* [WORK INSTRUCTION]: What is needed is an exact printout of all the data.

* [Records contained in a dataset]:
◇ ◇ ◇ ◇ ◇ ◇ ◇

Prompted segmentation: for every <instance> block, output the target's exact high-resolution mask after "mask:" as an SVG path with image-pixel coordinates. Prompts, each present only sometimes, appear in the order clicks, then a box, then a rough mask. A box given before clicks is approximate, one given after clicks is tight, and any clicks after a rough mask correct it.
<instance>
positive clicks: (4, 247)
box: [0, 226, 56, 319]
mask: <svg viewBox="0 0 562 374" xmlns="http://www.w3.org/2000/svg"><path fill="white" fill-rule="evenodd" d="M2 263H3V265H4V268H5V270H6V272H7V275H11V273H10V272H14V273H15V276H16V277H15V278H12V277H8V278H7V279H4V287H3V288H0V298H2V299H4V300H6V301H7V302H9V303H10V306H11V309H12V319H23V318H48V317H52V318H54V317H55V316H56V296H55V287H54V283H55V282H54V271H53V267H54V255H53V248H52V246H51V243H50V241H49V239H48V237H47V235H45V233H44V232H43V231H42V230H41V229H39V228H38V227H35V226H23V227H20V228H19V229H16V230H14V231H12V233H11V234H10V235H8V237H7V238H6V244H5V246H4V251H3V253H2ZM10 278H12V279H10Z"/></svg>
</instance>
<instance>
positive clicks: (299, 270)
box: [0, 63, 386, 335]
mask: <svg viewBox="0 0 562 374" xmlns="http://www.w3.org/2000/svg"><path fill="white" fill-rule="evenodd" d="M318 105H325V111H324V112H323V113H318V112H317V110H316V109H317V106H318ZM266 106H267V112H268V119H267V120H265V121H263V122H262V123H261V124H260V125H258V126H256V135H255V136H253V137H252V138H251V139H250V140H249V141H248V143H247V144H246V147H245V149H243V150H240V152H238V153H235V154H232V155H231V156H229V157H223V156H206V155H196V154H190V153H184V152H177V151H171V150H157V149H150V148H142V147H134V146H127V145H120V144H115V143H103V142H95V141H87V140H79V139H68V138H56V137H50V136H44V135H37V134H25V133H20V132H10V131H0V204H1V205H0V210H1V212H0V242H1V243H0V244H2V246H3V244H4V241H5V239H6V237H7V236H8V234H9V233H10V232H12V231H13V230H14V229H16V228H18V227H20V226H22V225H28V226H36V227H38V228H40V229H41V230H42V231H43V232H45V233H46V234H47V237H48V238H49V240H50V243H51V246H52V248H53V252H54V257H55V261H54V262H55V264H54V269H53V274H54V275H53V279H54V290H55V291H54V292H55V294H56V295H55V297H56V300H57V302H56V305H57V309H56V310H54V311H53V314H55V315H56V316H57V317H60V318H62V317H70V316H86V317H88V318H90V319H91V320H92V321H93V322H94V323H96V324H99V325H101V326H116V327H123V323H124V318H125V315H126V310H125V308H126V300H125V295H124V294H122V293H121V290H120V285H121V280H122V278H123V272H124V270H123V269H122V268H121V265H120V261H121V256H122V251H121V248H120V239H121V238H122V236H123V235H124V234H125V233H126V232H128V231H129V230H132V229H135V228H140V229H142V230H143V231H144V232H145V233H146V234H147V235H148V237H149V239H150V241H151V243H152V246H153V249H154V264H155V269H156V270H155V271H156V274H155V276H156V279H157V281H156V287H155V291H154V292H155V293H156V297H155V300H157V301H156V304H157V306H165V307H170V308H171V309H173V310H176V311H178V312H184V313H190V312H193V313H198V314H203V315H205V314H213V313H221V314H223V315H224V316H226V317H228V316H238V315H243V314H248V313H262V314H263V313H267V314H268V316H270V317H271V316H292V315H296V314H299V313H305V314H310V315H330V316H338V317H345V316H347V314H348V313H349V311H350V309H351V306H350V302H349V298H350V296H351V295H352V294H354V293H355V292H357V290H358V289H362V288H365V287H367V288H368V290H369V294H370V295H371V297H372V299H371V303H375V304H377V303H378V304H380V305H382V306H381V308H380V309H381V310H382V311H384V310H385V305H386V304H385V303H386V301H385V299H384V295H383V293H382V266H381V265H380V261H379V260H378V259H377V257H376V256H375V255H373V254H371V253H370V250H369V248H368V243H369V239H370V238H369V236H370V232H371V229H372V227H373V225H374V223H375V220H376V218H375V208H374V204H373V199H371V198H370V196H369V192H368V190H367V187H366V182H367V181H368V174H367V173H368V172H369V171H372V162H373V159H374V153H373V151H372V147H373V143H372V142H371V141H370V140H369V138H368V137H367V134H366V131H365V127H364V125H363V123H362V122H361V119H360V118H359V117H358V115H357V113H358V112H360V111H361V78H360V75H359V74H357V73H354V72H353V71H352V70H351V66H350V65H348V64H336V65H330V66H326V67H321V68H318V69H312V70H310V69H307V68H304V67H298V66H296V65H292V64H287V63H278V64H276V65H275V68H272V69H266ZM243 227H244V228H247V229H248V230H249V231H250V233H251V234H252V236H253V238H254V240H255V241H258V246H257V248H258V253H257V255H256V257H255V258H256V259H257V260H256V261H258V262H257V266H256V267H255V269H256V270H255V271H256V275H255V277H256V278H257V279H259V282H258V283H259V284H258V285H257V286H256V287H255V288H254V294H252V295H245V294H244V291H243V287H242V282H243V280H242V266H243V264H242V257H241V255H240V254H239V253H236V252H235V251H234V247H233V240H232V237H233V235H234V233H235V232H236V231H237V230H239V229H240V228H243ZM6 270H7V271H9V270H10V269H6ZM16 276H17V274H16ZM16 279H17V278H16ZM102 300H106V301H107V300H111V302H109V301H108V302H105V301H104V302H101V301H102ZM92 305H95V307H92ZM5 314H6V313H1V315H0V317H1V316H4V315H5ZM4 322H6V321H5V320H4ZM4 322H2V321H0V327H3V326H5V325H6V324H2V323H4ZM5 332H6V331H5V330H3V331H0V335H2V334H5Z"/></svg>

◇ ◇ ◇ ◇ ◇ ◇ ◇

* [YOUR RESPONSE]:
Prompted segmentation: for every <instance> block, output the target's exact high-resolution mask after "mask:" as an SVG path with image-pixel coordinates. Prompts, each present only sometimes, appear in the order clicks, then a box, then a rough mask. A box given before clicks is approximate, one given after clicks is tight, and any clicks after a rough mask correct it.
<instance>
positive clicks: (4, 247)
box: [0, 226, 56, 319]
mask: <svg viewBox="0 0 562 374" xmlns="http://www.w3.org/2000/svg"><path fill="white" fill-rule="evenodd" d="M2 263H3V265H4V268H5V270H6V272H7V275H11V273H10V272H14V273H15V276H16V277H15V278H12V277H8V278H7V279H4V287H3V288H0V298H2V299H4V300H6V301H7V302H9V303H10V306H11V309H12V319H23V318H48V317H52V318H54V317H55V316H56V296H55V287H54V283H55V282H54V271H53V267H54V255H53V248H52V246H51V243H50V241H49V239H48V237H47V235H45V233H44V232H43V231H42V230H41V229H39V228H38V227H35V226H23V227H20V228H19V229H16V230H14V231H12V233H11V234H10V235H8V237H7V238H6V244H5V246H4V251H3V253H2ZM10 278H12V279H10Z"/></svg>
</instance>
<instance>
positive clicks: (299, 270)
box: [0, 63, 386, 335]
mask: <svg viewBox="0 0 562 374" xmlns="http://www.w3.org/2000/svg"><path fill="white" fill-rule="evenodd" d="M318 105H325V111H324V112H323V113H318V112H317V110H316V109H317V106H318ZM266 106H267V112H268V119H267V120H265V121H263V122H262V123H261V124H260V125H258V126H256V135H255V136H253V137H252V138H251V139H250V140H249V141H248V143H247V144H246V147H245V149H243V150H240V152H238V153H235V154H232V155H231V156H229V157H223V156H206V155H196V154H190V153H184V152H177V151H171V150H157V149H150V148H142V147H134V146H127V145H120V144H115V143H103V142H95V141H87V140H79V139H68V138H56V137H50V136H44V135H37V134H25V133H20V132H10V131H0V204H1V205H0V210H1V212H0V242H1V243H0V244H2V246H3V244H4V241H5V239H6V237H7V236H8V234H9V233H10V232H12V231H13V230H14V229H16V228H18V227H20V226H22V225H28V226H36V227H38V228H40V229H41V230H42V231H43V232H45V233H46V234H47V237H48V238H49V240H50V243H51V246H52V248H53V252H54V257H55V261H54V262H55V264H54V269H53V274H54V275H53V279H54V290H55V291H54V292H55V294H56V295H55V297H56V300H57V302H56V305H57V309H56V310H54V311H53V314H55V315H56V316H57V317H60V318H62V317H70V316H86V317H88V318H90V319H91V320H92V321H93V322H94V323H96V324H99V325H101V326H116V327H123V323H124V318H125V315H126V310H125V308H126V300H125V295H124V294H122V293H121V290H120V285H121V280H122V278H123V272H124V270H123V269H122V268H121V265H120V261H121V256H122V251H121V248H120V239H121V238H122V236H123V235H124V234H125V233H126V232H128V231H129V230H132V229H135V228H140V229H142V230H143V231H144V232H145V233H146V234H147V235H148V237H149V239H150V241H151V243H152V246H153V249H154V264H155V269H156V270H155V271H156V274H155V276H156V279H157V281H156V287H155V291H154V292H155V293H156V297H155V300H157V301H156V304H157V306H165V307H170V308H171V309H173V310H176V311H178V312H184V313H190V312H193V313H198V314H203V315H205V314H213V313H221V314H223V315H224V316H226V317H228V316H238V315H243V314H248V313H262V314H263V313H267V314H268V316H270V317H271V316H292V315H296V314H299V313H305V314H310V315H330V316H338V317H345V316H347V314H348V313H349V311H350V309H351V306H350V302H349V298H350V296H351V295H352V294H354V293H355V292H357V290H358V289H362V288H365V287H367V288H368V290H369V294H370V295H371V297H372V299H371V303H375V304H377V303H378V304H380V305H382V306H381V308H380V309H381V310H382V311H384V310H385V305H386V304H385V303H386V301H385V299H384V295H383V293H382V266H381V265H380V261H379V260H378V259H377V257H376V256H375V255H373V254H371V253H370V250H369V248H368V243H369V239H370V238H369V236H370V232H371V229H372V227H373V225H374V223H375V220H376V218H375V208H374V204H373V199H371V198H370V196H369V192H368V190H367V187H366V182H367V181H368V174H367V173H368V172H369V171H372V162H373V159H374V153H373V151H372V147H373V143H372V142H371V141H370V140H369V138H368V137H367V134H366V131H365V127H364V125H363V123H362V122H361V119H360V118H359V117H358V115H357V113H358V112H360V111H361V78H360V75H359V74H357V73H354V72H353V71H352V70H351V66H350V65H348V64H336V65H330V66H326V67H321V68H318V69H312V70H310V69H307V68H304V67H298V66H296V65H292V64H287V63H278V64H276V65H275V68H272V69H266ZM243 227H244V228H247V229H248V230H249V231H250V233H251V234H252V236H253V238H254V240H255V241H258V246H257V248H258V253H257V255H256V257H255V258H256V259H257V260H256V261H258V262H257V266H256V267H255V269H256V270H255V271H256V275H255V277H256V278H257V279H259V282H258V283H259V284H258V285H257V286H256V287H255V288H254V294H252V295H245V294H244V291H243V287H242V282H243V280H242V266H243V264H242V257H241V255H240V254H239V253H236V252H235V251H234V247H233V240H232V237H233V235H234V233H235V232H236V231H237V230H239V229H240V228H243ZM6 270H7V271H9V270H10V269H6ZM16 276H17V274H16ZM16 279H17V278H16ZM102 300H106V301H107V300H111V302H109V301H108V302H105V301H104V302H101V301H102ZM92 305H95V307H92ZM5 314H6V313H1V315H0V317H1V316H4V315H5ZM4 322H6V321H5V320H4ZM4 322H2V321H0V327H3V326H5V325H6V324H2V323H4ZM5 332H6V331H5V330H3V331H0V335H2V334H5Z"/></svg>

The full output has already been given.